Task details :: Please copy the post about the Fort Bragg barracks starting at "Just a couple" and ending at "soldiers in April.", switching every "barracks" to "dormitories".

Extract ::
════════════════════

Well, that didn't take long!
Just a couple of days after Menomonie's Ed Frawley posted a video on YouTube showing the deplorable barracks his son, Sgt. Jeff Frawley, 22, was assigned to at Ft. Bragg, NC -- after returning stateside from a 15-month deployment in the mountains of Afghanistan -- a senator and congressman are all over the Secretary of Defense and the Army is investigating barracks worldwide.
Frawley called the barracks "embarrassing and disgusting" as well as unsafe in the 10-minute video showing pictures he took when the families of 82nd Airborne Division's Charlie Company greeted their returning soldiers in April.
The ten-minute video included images of moldy walls, broken toilets, potential gas leaks, and bathrooms flooded with sewage, rusty pipes, missing ceiling tiles; you name it.
The Army appears to agree with Frawley.
Brigadier General Dennis Rogers -- who is responsible for maintaining barracks throughout the Army -- said, "We let our soldiers down." He told reporters at the Pentagon inspections were done last weekend, and in cases where extensive repairs are necessary, soldiers will be moved until the fixes are completed.
Congressman Ron Kind, D-WI, and Sen. Russ Feingold, D-WI, are all over the Secretary of the Army and the Secretary of Defense, Robert Gates.
Feingold called on the Army to address the deplorable conditions at Fort Bragg. In a letters to U.S. Army Secretary Pete Green and Defense Inspector General Claude Kicklighter, Feingold asked that the Army take action to ensure that any service member currently living in unsafe conditions at Fort Bragg be immediately relocated to safe and acceptable housing.
“After serving bravely in Afghanistan, these brave soldiers returned to live in potentially unhealthy conditions. That is absolutely unacceptable,” Feingold said. “They must be transferred to suitable facilities immediately and the Army’s failure to provide acceptable housing must be investigated.”
According to media reports, Army Vice Chief of Staff Gen. Dick Cody called Frawley to say he shared his anger and that there was no excuse for the conditions. In one of the widely distributed pictures of the conditions, a soldier stood in a sink while trying to unclog a drain in a bathroom with inches-deep sewage-filled water. Other pictures showed what appears to be mold, paint chipping from the ceiling and a broken drain pipe.
The best story on the incident, from the Dunn County News, is HERE.
Feingold's letter is HERE. Rep. Kind's letter to the Secretary of Defense is HERE.
This all has a deja vu feeling to it. Anybody else remember the Army's surprise upon reading the Washington Post's stories about the deplorable conditions at Walter Reed Hospital in February 2007? No doubt the generals stay in nicer quarters.

════════════════════

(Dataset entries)
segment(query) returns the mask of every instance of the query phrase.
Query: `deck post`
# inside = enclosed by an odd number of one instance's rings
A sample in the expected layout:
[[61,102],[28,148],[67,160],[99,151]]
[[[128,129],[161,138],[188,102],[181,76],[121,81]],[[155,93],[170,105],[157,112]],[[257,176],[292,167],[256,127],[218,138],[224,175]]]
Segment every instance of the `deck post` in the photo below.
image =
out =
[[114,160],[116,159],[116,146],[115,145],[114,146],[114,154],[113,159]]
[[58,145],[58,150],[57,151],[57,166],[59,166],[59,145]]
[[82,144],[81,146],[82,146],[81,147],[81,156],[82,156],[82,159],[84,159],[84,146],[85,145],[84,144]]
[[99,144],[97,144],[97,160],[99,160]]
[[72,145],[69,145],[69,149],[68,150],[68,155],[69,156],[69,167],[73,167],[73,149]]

════════════════════

Result for this task ::
Just a couple of days after Menomonie's Ed Frawley posted a video on YouTube showing the deplorable dormitories his son, Sgt. Jeff Frawley, 22, was assigned to at Ft. Bragg, NC -- after returning stateside from a 15-month deployment in the mountains of Afghanistan -- a senator and congressman are all over the Secretary of Defense and the Army is investigating dormitories worldwide.
Frawley called the dormitories "embarrassing and disgusting" as well as unsafe in the 10-minute video showing pictures he took when the families of 82nd Airborne Division's Charlie Company greeted their returning soldiers in April.